> TASK TO COMPLETE
Pull out every line of the entries below that contains the word "visible", treating uppercase and lowercase as different.

> RECORDS SUPPLIED

↓↓↓

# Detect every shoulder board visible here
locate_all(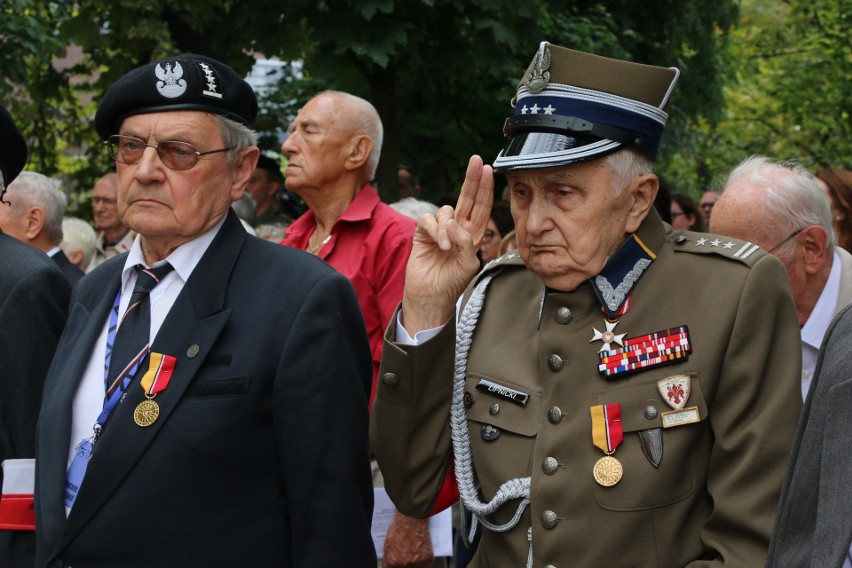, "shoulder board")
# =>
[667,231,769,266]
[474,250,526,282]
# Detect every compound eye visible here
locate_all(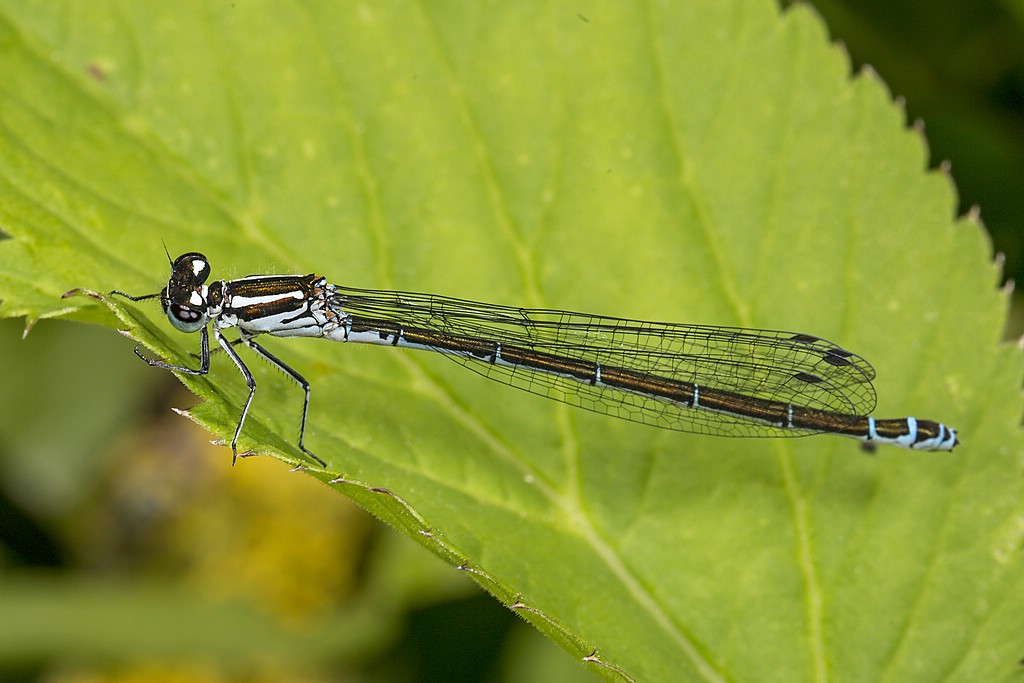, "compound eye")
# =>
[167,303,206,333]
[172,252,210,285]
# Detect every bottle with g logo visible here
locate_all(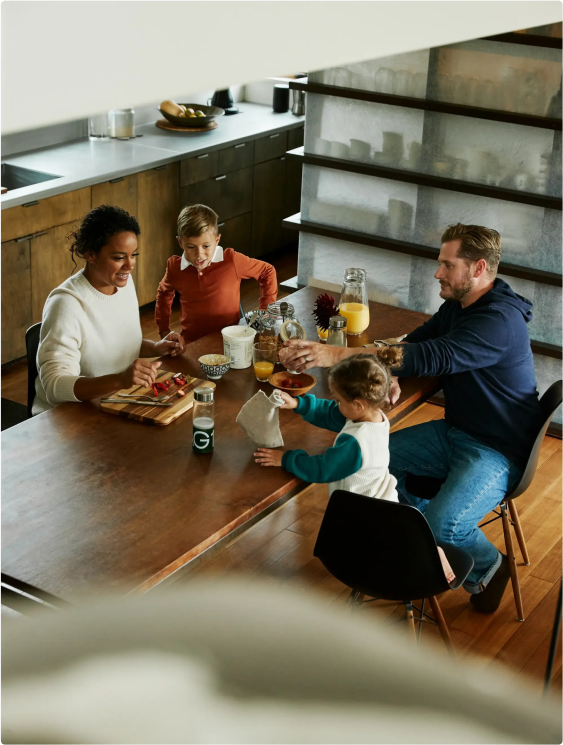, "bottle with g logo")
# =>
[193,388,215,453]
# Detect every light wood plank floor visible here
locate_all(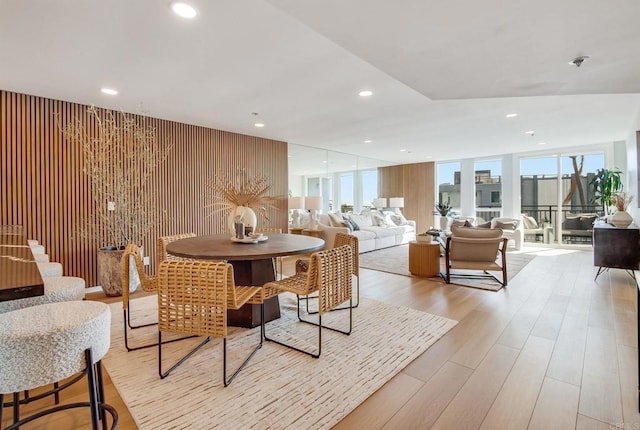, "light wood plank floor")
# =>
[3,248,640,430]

↑↑↑

> FINAL ANSWER
# Detect every shoulder board visible here
# Detect every compound eye visible here
# Detect every bottle with g logo visible here
# Detect every light wood plank floor visible here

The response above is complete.